- [EXERCISE] All lines in the material with the string "tire" should be listed.
========
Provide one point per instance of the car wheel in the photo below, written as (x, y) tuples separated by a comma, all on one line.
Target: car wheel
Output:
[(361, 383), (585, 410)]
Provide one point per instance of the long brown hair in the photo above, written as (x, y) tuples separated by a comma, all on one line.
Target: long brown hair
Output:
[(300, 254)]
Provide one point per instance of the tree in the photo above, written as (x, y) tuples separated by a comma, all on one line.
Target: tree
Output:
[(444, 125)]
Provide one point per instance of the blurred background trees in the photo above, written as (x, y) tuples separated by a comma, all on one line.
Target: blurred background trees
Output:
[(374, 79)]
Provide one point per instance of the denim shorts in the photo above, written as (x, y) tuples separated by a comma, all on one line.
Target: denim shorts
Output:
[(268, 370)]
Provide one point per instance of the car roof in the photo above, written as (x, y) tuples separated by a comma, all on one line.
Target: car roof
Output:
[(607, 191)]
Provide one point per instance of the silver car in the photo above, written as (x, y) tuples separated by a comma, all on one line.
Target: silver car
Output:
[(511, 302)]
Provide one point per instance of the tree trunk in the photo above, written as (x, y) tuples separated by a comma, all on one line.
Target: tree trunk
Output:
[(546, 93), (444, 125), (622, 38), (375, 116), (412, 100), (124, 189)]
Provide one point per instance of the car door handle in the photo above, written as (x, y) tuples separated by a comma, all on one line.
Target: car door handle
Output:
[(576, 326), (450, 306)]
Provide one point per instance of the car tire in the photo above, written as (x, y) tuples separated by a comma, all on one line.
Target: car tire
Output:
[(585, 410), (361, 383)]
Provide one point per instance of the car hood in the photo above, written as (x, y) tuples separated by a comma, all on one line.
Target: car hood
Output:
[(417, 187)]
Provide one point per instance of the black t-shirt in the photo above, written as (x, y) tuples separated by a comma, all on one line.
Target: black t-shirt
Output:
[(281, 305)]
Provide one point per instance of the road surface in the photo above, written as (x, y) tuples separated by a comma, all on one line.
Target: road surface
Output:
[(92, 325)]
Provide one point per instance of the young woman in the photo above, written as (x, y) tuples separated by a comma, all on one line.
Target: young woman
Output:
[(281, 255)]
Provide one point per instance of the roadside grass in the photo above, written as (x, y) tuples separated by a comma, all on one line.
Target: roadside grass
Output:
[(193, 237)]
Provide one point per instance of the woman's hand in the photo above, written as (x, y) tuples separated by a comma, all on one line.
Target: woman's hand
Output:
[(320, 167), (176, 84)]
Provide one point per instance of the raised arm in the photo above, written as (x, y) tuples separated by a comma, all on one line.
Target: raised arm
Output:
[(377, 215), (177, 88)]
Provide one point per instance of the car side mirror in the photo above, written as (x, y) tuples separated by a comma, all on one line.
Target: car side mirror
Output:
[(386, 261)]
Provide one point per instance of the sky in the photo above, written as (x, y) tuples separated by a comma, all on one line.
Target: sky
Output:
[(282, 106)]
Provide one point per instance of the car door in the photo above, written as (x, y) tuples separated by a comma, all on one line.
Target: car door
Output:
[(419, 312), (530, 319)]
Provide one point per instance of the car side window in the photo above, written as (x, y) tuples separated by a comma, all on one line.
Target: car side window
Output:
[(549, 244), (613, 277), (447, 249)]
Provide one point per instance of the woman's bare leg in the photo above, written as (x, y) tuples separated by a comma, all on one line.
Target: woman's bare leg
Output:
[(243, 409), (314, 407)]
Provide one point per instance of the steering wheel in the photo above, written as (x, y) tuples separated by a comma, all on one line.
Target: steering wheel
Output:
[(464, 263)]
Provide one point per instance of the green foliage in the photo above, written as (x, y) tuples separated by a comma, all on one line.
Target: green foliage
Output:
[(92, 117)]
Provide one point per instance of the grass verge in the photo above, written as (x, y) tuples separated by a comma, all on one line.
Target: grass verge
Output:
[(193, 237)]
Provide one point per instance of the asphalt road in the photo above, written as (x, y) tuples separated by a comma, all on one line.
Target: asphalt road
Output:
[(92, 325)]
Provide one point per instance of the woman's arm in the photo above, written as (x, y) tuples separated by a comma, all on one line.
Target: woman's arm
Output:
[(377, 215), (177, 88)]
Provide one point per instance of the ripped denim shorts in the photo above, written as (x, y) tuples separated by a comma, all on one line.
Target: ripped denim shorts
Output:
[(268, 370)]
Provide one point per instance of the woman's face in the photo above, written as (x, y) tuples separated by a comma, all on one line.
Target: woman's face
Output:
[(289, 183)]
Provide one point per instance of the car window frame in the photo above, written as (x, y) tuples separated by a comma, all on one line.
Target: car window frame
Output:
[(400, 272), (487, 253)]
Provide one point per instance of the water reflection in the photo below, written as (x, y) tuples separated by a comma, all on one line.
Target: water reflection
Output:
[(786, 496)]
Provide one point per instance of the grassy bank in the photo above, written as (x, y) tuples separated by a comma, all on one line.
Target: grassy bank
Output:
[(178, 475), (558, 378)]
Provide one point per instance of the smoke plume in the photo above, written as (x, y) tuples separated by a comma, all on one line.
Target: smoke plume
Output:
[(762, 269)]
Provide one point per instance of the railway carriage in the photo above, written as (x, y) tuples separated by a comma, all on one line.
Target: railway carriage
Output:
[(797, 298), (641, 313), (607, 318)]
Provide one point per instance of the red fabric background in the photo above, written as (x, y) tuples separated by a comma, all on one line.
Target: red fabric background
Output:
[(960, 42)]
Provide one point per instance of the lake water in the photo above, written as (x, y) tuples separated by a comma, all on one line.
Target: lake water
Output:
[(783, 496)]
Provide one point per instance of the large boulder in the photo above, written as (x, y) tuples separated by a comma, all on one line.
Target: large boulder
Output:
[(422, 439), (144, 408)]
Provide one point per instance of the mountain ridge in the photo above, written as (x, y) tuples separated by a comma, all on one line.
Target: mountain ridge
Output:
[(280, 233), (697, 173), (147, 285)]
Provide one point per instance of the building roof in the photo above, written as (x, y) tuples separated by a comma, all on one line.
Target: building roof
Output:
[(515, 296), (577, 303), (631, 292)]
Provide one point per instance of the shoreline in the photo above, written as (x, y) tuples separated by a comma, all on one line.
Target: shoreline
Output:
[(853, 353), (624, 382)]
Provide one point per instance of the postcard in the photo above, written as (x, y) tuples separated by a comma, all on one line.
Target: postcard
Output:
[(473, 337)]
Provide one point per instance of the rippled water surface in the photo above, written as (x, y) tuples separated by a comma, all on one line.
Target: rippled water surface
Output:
========
- [OUTPUT BELOW]
Provide one point per instance of the car tire in the photo above, written as (x, y) tuples separated by a comma, all on one line.
Target: car tire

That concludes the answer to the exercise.